═══ Provided text ═══

Skip to main content

## Section33.3Potential Energy of an Electric Dipole

When an electric dipole is placed in an external electric field, the dipole experiences a torque if dipole moment, $\vec p\text{,}$ is not along the field, $\vec E\text{.}$ If you want to rotate the dipole's orientation, you will need to do rotational work against this electric torque.

Suppose we try to rotate the dipole from an angle $\theta_1$ to another angle $\theta_2$ as shown in Figure 33.3.1. In the Calculus subsection below, we will see that the formula for work will be

\begin{equation*} W_{12} = -pE\cos\,\theta_2 + pE\cos\,\theta_1. \end{equation*}

This work will change the potential energy of the dipole by this amount. If work is positive, it will increase the potential energy of the dipole and if negative, it will decrease the potential energy. This potential energy is sometimes called dipole potential energy.

\begin{equation*} U_2 - U_1 = -pE\cos\,\theta_2 + pE\cos\,\theta_1. \end{equation*}

Suppose zero of the potential energy is when the dipole is perpendicular to the electric field. Then, we can write a simple expression for the potential energy of the dipole in an arbitrary orientation $\theta$ with respect to the external field by setting $\theta_2=\theta$ and $\theta_1=\pi/2\text{.}$

$$U_\text{dip} = -pE\cos\,\theta = -\vec p \cdot \vec E.\label{eq-dipole-potential-energy}\tag{33.3.1}$$

This relation shows that the energy of a dipole is least when the dipole moment and the external electric field are in the same direction and largest when the two are in the opposite direction.

A dipole of moment $50 \times 10^{-12}\text{ C.m}$ is aligned with an electric field between two parallel plates separated by $5\text{ mm}$ that have a potential difference of $1\text{ kV}\text{.}$ How much energy will it take to flip the orientation of the dipole?

═══

What you need to do: From the dipole energy section, extract the passage starting with "When an electric" and going on through "dipole potential energy.". The records are separate material with no connection to the dipole energy section.

═══ Dataset rows ═══

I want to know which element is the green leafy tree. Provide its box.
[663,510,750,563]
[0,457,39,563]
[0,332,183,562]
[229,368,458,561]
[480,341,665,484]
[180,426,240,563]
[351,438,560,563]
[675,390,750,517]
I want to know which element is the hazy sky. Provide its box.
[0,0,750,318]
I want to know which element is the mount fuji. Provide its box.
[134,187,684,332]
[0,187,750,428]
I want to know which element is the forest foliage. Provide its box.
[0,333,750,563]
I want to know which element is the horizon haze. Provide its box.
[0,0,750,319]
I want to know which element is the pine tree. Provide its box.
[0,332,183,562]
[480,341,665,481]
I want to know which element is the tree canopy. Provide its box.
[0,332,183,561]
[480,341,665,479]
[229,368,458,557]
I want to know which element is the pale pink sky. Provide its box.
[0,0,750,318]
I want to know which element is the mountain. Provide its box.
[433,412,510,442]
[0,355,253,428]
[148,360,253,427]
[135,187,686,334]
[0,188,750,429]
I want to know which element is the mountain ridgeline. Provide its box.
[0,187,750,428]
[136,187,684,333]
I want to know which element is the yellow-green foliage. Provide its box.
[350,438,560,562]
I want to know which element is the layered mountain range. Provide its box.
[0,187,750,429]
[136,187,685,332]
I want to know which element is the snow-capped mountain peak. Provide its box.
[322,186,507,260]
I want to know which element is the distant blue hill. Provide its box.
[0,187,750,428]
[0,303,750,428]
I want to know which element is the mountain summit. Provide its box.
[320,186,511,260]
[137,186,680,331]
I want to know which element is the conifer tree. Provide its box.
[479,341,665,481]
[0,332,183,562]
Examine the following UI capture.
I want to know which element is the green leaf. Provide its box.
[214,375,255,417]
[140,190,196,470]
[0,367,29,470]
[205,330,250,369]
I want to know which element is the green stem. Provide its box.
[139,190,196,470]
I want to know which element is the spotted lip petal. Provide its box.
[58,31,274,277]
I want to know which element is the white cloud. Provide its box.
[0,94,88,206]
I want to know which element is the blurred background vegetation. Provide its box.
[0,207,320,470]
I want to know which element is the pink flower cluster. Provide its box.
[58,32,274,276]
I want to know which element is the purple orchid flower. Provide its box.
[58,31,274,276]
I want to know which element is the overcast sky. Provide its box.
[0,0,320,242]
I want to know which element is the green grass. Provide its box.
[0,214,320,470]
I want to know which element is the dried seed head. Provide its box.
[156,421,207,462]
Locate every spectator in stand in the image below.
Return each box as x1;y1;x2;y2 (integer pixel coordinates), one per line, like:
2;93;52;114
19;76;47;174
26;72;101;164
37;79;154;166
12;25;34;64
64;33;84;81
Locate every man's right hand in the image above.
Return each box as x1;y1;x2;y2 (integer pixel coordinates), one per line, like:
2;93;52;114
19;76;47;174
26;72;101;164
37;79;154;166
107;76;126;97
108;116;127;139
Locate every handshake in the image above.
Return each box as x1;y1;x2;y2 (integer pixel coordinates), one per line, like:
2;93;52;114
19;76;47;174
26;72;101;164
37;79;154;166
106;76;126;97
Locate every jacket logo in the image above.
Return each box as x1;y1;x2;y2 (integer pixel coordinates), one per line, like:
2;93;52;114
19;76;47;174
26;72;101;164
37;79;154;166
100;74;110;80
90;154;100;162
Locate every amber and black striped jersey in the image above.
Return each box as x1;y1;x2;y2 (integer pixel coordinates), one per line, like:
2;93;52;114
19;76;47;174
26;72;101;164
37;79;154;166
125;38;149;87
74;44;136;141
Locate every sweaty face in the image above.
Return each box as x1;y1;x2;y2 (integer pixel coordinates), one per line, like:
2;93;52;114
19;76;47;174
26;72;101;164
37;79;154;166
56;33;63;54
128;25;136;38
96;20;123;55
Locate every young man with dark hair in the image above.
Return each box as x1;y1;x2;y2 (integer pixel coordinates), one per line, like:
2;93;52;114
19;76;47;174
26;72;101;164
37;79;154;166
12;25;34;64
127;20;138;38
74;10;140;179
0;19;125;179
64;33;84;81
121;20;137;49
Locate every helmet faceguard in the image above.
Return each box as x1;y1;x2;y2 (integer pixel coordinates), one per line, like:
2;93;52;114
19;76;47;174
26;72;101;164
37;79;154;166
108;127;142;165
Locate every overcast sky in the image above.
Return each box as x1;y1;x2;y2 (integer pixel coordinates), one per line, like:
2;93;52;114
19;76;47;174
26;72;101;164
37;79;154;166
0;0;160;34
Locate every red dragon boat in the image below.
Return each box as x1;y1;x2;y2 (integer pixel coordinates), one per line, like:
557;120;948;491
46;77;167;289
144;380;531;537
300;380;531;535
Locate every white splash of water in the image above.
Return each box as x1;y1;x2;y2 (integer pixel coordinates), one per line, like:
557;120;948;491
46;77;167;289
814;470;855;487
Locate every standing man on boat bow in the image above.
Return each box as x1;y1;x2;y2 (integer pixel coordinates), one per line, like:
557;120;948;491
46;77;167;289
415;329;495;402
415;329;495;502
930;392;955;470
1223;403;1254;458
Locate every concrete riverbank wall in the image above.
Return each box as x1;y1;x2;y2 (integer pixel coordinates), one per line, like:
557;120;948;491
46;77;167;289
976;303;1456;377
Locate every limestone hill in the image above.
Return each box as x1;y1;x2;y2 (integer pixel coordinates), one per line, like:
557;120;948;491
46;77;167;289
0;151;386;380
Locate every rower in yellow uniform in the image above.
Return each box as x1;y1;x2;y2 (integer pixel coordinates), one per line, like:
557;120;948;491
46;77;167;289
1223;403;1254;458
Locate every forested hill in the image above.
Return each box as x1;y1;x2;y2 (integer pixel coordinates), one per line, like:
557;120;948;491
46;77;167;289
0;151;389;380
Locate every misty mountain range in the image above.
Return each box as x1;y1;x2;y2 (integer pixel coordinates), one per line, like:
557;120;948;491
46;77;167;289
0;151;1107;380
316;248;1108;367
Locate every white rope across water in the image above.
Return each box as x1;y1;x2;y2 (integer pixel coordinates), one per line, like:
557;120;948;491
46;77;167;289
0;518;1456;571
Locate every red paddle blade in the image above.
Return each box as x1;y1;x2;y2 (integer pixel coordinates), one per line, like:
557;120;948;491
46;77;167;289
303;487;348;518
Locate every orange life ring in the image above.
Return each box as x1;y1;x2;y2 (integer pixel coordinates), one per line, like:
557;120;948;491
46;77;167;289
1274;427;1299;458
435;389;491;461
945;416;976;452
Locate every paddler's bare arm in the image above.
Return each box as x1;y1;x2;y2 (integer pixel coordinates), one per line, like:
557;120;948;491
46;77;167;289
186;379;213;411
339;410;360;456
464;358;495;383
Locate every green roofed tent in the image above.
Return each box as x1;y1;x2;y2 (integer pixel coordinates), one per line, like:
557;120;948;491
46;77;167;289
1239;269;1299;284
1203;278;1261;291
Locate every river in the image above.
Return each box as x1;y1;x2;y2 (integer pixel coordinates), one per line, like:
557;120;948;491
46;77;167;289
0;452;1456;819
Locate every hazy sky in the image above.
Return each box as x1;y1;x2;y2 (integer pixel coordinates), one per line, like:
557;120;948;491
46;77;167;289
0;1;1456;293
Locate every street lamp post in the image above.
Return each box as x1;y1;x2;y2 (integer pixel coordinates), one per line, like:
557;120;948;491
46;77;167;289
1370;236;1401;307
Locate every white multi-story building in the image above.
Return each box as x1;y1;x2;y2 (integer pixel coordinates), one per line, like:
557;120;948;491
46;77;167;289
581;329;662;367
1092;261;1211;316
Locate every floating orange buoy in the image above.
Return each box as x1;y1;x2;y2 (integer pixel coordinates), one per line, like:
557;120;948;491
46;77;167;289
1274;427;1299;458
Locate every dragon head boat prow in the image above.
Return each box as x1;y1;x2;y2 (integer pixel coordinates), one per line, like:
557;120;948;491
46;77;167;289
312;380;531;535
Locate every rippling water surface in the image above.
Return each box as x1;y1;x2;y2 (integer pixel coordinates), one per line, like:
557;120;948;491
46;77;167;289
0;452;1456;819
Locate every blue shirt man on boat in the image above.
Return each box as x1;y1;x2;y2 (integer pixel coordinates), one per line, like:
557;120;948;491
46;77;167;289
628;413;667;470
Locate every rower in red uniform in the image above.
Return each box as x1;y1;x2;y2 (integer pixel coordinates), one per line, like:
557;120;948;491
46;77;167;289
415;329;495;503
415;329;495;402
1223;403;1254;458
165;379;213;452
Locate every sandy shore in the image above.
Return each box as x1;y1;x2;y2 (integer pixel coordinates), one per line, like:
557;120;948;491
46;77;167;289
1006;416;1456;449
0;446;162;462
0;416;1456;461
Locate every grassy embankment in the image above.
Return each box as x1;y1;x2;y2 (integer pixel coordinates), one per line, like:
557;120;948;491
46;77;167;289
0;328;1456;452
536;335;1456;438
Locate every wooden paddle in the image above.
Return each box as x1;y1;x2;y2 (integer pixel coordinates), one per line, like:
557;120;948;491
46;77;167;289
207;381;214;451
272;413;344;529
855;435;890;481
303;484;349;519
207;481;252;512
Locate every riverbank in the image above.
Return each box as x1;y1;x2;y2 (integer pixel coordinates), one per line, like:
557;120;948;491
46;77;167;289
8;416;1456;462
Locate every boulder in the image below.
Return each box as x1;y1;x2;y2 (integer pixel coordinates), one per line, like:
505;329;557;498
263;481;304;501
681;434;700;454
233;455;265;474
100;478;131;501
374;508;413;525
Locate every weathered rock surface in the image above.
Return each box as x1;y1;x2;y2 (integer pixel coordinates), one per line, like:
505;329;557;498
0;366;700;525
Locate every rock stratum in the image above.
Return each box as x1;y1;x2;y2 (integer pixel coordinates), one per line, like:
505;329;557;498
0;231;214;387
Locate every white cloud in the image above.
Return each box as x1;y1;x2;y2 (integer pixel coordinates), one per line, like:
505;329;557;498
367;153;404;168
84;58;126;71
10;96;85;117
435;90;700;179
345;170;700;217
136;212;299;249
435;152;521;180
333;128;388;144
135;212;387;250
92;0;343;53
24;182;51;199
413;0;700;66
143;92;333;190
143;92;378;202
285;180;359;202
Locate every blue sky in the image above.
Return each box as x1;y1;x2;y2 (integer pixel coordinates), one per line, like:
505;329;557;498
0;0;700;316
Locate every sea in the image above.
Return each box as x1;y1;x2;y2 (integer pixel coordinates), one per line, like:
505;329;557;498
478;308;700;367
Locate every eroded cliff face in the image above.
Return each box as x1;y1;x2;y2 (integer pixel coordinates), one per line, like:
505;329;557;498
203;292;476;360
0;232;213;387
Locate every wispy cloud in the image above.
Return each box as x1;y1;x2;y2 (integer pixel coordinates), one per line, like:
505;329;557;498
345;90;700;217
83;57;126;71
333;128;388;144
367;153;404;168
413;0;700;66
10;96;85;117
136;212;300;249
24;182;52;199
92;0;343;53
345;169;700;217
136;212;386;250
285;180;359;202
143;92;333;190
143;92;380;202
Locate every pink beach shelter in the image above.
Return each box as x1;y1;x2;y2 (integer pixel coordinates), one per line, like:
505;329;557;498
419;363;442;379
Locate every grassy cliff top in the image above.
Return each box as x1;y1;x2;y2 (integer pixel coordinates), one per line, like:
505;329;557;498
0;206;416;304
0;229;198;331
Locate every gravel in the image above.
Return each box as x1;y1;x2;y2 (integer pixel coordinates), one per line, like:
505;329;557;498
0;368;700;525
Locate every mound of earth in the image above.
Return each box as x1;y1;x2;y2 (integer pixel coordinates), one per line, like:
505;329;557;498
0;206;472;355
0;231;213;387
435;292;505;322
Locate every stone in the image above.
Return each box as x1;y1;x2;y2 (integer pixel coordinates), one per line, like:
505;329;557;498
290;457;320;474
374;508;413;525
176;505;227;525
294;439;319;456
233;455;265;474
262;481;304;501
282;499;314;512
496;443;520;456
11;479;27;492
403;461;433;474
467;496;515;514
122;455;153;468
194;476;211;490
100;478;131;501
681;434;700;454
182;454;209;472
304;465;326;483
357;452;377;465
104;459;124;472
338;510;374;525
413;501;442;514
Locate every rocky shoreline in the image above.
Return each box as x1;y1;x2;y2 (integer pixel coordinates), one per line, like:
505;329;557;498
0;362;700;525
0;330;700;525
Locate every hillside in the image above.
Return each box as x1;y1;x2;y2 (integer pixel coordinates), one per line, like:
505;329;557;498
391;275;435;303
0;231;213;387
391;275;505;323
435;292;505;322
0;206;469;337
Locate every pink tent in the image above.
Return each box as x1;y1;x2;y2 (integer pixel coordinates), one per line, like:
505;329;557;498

═══

Exercise solution:
When an electric dipole is placed in an external electric field, the dipole experiences a torque if dipole moment, $\vec p\text{,}$ is not along the field, $\vec E\text{.}$ If you want to rotate the dipole's orientation, you will need to do rotational work against this electric torque.

Suppose we try to rotate the dipole from an angle $\theta_1$ to another angle $\theta_2$ as shown in Figure 33.3.1. In the Calculus subsection below, we will see that the formula for work will be

\begin{equation*} W_{12} = -pE\cos\,\theta_2 + pE\cos\,\theta_1. \end{equation*}

This work will change the potential energy of the dipole by this amount. If work is positive, it will increase the potential energy of the dipole and if negative, it will decrease the potential energy. This potential energy is sometimes called dipole potential energy.